Brief 1
Which tracks in the album listing below run longer than five minutes? Give each title with its running time.

# Provided text start

1.    Enchanting City  5:10

2.    Inside India  4:57

3.    Still In Time  4:07

4.    Come Together Slow (feat. Marti Nikko)  5:26

5.    Forward  5:09

6.    Here We Are  2:34

7.    Hong Kong Layover  4:57

8.    Wildly Calm  5:44

9.    Prelude to Touch  3:44

10.  Lamazing (feat. Marti Nikko)  5:18

11.  So High  4:46

12.  Serious Play  4:45

13.  Shibuya Sway  4:33

14.  Watching in Slow Motion  4:42

15.  Taiwan Special  4:57

16.  Jungle Lights  5:17

 

For DJ/beatmaker/remixer DJ Drez, 20 years of zig-zagging between gigs in North America and Asia has created a confluence of on-stage euphoria, the dazzling lights and nonstop energy of a large metropolis, and pre-dawn quietude -- all experienced through the lens of sensory-altering, jet-lagged sleep deprivation. This “sharp but muted” feeling that should be familiar to most who find themselves up and about in the wee hours of the morning is what Drez refers to as “plum mood,” and serves as the theme for his newest work, 4am: Plum Mood (Feb. 26, Black Swan Sounds).

 

“Plum mood” was first inspired by the purple hue shed by the black light Drez kept in his bedroom/studio in the mid-90s. Whether making love or making music, he noted that the light’s hue had a specific “intelligence,” a particular vibrational influence on the senses.

 

Drez felt the same effect when emerging from a big city club in the pre-dawn hours. “There’s something about a city that’s mostly quiet but with all these lights going on.  It creates interesting vibrations,” says the artist. It’s also where the seeds of his long-time dedication to yoga and spiritual practice were sown. “Early on, one of my first influences, of really taking mental note that I wanted to start a mind-body discipline like yoga or tai chi, was on my trips to Japan and Taiwan where I’m coming home at 4am, 5am. I’d see people coming out at that time, taking walks, practicing tai chi in the parks…and the lighting of the city, and the moon.” For Drez, this ecstatic perception of the world in sharp, ultra-clarity, viewed in the murky pre-dawn light, instigates a natural high.

# Provided text end

Brief 2
Rewrite only the section of the entries that opens with the line containing "Please indicate the carpet" and continues to the end of the entries, changing "with a pin" to "with a marker" and keeping everything else the same.

# Supplied information start

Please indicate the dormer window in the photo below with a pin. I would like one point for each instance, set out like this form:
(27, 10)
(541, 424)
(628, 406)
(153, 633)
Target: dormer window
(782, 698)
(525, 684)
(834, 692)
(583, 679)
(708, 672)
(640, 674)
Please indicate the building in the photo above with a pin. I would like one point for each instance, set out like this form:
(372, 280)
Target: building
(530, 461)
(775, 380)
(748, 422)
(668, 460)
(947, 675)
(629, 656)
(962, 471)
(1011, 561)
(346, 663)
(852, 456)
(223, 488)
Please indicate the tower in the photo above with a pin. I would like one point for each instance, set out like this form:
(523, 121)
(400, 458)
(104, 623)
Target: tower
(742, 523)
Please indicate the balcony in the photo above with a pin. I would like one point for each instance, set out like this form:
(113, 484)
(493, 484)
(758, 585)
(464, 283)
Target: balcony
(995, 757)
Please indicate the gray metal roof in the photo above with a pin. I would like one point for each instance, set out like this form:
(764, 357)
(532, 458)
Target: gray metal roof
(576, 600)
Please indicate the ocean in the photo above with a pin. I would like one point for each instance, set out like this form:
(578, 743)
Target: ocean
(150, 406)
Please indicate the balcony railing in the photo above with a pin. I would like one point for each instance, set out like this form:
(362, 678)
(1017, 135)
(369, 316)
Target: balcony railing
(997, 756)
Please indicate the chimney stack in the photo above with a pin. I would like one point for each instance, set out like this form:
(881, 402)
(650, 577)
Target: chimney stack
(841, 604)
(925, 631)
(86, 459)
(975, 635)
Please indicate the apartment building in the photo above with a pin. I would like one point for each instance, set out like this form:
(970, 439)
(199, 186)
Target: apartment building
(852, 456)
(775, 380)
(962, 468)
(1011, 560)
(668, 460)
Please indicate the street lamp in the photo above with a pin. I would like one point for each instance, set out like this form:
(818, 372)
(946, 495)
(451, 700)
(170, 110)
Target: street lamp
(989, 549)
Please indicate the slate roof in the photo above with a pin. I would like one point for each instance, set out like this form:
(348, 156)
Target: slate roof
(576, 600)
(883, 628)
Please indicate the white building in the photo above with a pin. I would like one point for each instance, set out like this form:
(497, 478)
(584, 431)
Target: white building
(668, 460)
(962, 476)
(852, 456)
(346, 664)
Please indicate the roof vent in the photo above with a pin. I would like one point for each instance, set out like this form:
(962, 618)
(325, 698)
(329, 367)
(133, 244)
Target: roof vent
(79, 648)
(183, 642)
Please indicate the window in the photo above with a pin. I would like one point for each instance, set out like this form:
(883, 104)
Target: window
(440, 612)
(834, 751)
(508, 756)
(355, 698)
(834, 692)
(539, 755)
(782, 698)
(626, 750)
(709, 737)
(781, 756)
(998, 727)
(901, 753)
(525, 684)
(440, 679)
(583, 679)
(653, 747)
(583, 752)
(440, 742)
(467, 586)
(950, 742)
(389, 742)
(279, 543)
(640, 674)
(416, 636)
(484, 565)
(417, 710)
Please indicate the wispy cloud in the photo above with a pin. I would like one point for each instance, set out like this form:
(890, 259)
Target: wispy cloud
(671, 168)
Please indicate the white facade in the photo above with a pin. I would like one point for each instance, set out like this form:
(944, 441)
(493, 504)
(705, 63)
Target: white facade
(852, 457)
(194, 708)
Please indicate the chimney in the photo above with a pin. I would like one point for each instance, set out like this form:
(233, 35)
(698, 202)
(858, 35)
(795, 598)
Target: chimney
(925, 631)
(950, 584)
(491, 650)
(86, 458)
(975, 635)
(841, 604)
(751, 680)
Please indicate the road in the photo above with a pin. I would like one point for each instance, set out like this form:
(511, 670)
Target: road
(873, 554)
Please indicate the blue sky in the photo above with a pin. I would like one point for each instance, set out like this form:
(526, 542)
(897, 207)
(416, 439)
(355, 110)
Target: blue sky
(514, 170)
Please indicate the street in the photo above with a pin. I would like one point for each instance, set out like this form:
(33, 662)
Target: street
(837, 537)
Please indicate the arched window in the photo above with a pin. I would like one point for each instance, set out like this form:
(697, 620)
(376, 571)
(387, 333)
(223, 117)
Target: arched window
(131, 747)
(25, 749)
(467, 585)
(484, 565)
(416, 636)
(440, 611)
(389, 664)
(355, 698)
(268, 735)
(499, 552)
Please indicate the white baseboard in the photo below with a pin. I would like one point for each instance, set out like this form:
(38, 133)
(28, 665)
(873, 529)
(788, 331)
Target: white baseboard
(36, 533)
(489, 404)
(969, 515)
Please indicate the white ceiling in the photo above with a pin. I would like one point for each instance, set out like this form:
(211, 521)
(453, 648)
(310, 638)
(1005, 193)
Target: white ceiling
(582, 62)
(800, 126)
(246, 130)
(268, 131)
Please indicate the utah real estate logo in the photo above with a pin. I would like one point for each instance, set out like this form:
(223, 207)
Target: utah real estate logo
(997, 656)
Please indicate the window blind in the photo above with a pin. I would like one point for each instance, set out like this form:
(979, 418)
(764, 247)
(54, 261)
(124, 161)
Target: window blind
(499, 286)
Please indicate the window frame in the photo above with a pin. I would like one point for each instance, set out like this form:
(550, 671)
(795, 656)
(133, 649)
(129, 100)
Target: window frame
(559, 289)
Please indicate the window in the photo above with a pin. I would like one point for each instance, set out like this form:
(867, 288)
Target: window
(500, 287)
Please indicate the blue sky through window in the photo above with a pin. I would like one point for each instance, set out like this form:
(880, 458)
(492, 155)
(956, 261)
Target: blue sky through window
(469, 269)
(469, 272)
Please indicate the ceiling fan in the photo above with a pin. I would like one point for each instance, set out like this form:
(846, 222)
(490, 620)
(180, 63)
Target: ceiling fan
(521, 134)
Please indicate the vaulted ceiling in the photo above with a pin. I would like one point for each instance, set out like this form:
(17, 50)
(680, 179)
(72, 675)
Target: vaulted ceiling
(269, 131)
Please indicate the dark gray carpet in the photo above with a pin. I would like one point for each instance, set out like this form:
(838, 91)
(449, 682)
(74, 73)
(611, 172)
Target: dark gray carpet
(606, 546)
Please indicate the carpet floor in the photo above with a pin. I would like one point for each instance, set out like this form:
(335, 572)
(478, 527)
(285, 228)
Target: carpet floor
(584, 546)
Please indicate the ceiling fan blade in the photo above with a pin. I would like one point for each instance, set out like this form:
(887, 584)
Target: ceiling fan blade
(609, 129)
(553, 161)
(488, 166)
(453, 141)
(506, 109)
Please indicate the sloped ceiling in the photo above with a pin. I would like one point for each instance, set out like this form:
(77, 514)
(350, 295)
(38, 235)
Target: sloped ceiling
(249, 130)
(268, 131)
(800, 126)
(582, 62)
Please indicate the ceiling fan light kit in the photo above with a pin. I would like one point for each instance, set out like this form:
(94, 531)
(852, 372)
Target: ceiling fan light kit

# Supplied information end

Written answer 1
Enchanting City (5:10)
Come Together Slow (feat. Marti Nikko) (5:26)
Forward (5:09)
Wildly Calm (5:44)
Lamazing (feat. Marti Nikko) (5:18)
Jungle Lights (5:17)

Written answer 2
Please indicate the carpet floor in the photo above with a marker. I would like one point for each instance, set out like this form:
(335, 572)
(478, 527)
(285, 228)
Target: carpet floor
(584, 546)
Please indicate the ceiling fan blade in the photo above with a marker. I would like one point for each instance, set out like this form:
(887, 584)
Target: ceiling fan blade
(609, 129)
(553, 161)
(488, 166)
(453, 141)
(506, 109)
Please indicate the sloped ceiling in the photo above with a marker. I would like one point for each instance, set out like this form:
(77, 514)
(350, 295)
(38, 235)
Target: sloped ceiling
(249, 130)
(268, 131)
(800, 126)
(582, 62)
Please indicate the ceiling fan light kit in the photo above with a marker. I would like one point for each instance, set out like this form:
(94, 531)
(852, 372)
Target: ceiling fan light kit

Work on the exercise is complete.